Texto selecionado:
══════════

COSTA: Lembro sim, eu tinha um computador com Windows XP, a muito tempo atrás, e tinha um plug P2. Liguei um cabo na guitarra, a outra ponta liguei no computador direto, sem placa, sem nada, e tinha um plug-in de bateria chamado Drumset, que tinha um som extremamente MIDI. E  comecei a tocar, desci a afinação da guitarra, e era uma música que lembrava muito Slayer, pois tinha uns riffs pesadões e tinha uma bateria com prato ensurdecedor. E mudava pra um refrão extremamente pop. Lembrava muito Sandy e Junior. Mas acho que só juntei pedaços de coisas que estavam vindo. Acho que a música não tinha nem letra, também. Enfim, era um frankstein que não se movia muito bem, uma coisa bem esquisita, não lembro nem o nome da música. Não tenho nenhum pouco de orgulho dela. (Risos)

FDW: No seu processo de criação, a mensagem é tão importante quanto a estética da canção? Você se preocupa mais com uma coisa ou outra?

══════════

Dados fornecidos:

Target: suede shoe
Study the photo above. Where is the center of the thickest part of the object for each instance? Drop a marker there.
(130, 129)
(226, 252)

══════════

Tarefa breve A: Segundo o texto selecionado, qual era o nome do plug-in de bateria que Costa utilizava?
Tarefa breve B: Resuma o texto selecionado em duas frases.

Resultado final A: Drumset.

Resultado final B: Costa recorda uma música que criou com a guitarra ligada diretamente a um computador com Windows XP e o plug-in de bateria Drumset, com riffs pesados que lembravam Slayer e um refrão pop que lembrava Sandy e Junior. Ele a descreve como algo esquisito, cujo nome não recorda e do qual não tem orgulho, e em seguida FDW pergunta se, em seu processo de criação, a mensagem é tão importante quanto a estética da canção.